* begin Task material *

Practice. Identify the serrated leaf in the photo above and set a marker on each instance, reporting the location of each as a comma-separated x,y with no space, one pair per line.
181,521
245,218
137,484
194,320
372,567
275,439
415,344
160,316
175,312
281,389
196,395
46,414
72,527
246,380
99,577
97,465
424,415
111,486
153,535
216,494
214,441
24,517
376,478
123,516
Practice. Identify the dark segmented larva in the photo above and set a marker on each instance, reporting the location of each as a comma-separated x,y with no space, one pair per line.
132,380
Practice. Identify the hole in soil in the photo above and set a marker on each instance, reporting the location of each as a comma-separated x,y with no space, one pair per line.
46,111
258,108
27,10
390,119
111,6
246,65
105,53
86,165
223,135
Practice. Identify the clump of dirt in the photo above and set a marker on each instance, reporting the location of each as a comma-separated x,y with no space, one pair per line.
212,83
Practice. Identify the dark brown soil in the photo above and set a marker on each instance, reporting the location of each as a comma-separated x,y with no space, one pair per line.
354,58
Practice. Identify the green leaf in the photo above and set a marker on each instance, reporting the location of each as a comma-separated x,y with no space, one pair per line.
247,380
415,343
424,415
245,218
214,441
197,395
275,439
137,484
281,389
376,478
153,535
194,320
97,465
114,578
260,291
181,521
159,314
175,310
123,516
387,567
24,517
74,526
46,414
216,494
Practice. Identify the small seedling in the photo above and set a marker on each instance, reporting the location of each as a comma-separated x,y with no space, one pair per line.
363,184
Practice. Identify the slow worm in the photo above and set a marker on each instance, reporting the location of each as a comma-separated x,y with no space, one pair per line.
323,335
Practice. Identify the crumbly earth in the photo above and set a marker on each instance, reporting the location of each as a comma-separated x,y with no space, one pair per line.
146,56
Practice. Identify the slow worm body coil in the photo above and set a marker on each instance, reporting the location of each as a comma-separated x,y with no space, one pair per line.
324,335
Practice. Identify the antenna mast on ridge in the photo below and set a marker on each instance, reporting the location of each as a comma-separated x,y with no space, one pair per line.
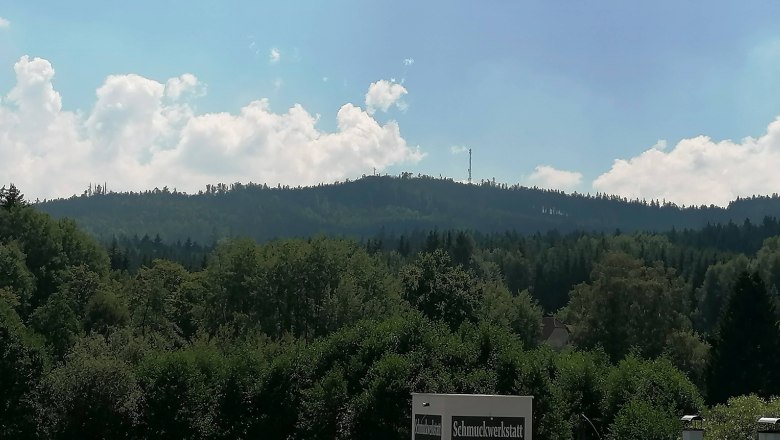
469,166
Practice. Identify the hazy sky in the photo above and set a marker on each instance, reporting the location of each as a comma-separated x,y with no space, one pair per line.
672,100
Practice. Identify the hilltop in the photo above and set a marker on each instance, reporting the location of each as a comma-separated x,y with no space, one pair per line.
375,204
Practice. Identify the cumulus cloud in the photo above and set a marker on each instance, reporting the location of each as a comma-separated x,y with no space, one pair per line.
548,177
699,170
275,55
383,94
142,134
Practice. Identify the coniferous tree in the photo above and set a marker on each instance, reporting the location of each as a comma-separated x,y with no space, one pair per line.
745,347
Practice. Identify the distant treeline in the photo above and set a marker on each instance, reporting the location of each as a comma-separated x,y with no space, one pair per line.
326,337
398,205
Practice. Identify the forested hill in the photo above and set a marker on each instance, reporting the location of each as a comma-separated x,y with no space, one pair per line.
372,204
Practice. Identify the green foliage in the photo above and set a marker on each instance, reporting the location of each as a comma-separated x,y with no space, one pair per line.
22,363
440,291
326,338
59,324
304,288
745,348
521,313
655,382
640,420
16,279
178,395
605,311
90,396
362,207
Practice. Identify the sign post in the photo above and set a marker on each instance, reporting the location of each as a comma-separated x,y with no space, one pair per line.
471,417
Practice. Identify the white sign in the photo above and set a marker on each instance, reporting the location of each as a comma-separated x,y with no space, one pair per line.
471,417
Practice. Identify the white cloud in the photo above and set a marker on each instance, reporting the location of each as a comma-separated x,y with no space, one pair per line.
275,55
142,134
699,170
383,94
548,177
458,149
175,88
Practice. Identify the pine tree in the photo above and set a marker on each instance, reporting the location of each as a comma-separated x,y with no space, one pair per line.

* end Task material *

→ Task brief:
Copy the entries again from the line containing "Practice. Identify the green foliage" through the end of the entries, keeping each line including the requests, but multiply every coordinate in the answers by 1.6 and round each result to a whole number, rounding halves up.

→ Result of this task:
Practice. Identify the green foliage in the photo above and set a marker on each instance, reporting the location of each as a comma-separated x,y with no space, one pair per line.
35,581
704,466
522,541
94,518
486,461
1192,557
834,501
1048,611
1024,672
26,446
285,632
968,498
144,634
579,331
Practice. Identify the sign post in the photo above and set a marker on each instance, reporting the location of each as a comma-separated x,y with no space, one pair per line.
754,667
Practice. Identify the white sign in the photo above and set a marker on each instance, reporting the location of each as a comma-separated x,y with no space, one pair per line.
754,667
Practice. Identify the white cloud in the photo above and set a marker on each instance, reporting the location of each as a comma-separated x,y with no space, one pair per line.
440,88
227,214
1118,272
613,150
877,283
733,238
280,141
Practice. Identify the pine tree in the photo above and set a marker on each instance, reporting the location of each as a comma-separated x,y with no space, one pair per line.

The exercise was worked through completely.